▶ Input data
▼

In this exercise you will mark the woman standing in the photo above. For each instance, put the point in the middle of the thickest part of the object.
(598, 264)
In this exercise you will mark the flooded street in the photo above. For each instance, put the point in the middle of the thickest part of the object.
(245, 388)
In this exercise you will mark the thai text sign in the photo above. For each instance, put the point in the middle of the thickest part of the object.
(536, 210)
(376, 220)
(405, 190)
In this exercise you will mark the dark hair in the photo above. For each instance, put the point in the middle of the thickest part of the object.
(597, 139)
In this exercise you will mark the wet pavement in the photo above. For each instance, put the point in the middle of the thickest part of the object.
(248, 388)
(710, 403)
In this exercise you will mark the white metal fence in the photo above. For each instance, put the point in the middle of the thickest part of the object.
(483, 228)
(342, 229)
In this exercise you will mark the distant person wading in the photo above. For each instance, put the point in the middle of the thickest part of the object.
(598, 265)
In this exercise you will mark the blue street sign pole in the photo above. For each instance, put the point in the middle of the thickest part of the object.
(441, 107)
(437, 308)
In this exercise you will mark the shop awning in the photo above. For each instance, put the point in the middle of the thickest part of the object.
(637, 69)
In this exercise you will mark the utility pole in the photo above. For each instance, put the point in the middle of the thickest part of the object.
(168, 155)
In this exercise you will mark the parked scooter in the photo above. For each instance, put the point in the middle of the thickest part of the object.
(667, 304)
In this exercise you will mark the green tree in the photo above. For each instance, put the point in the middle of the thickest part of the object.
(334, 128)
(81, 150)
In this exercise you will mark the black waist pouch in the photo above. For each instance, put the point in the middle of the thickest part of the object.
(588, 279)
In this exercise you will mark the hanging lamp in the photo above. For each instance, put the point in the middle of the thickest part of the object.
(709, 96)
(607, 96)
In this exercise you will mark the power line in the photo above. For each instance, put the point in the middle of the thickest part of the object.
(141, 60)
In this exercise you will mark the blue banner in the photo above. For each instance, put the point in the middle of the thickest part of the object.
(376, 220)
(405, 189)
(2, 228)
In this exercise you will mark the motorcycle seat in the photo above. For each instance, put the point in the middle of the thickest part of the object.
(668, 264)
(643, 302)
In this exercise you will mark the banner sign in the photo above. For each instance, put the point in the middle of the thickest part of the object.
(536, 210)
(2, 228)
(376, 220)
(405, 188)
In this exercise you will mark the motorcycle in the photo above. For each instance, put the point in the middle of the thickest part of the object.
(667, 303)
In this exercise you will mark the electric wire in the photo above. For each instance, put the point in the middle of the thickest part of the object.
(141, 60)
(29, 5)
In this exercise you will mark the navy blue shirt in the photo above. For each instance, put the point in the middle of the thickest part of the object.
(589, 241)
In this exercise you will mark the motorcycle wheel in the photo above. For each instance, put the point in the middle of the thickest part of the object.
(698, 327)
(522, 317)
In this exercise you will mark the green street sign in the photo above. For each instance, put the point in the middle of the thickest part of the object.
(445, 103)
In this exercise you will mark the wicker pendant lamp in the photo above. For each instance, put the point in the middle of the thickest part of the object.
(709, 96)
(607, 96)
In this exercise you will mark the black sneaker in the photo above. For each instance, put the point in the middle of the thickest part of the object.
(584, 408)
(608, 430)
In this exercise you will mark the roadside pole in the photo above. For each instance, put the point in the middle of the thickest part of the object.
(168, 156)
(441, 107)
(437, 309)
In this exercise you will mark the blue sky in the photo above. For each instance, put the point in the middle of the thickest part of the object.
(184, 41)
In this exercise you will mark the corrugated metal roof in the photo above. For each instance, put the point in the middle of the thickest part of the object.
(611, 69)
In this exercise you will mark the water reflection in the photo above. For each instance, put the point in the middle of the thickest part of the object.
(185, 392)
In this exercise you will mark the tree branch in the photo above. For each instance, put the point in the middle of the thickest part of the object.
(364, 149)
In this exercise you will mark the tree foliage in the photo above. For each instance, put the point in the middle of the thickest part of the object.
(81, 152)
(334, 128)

▲

▶ Assignment
Each line from the one that contains "In this exercise you will mark the tree foliage" to the end of the data should be set down exactly, both ends included.

▶ Exercise answer
In this exercise you will mark the tree foliage in the photo above. For each instance, put the point in the middle of the thickest part of the object.
(81, 152)
(334, 128)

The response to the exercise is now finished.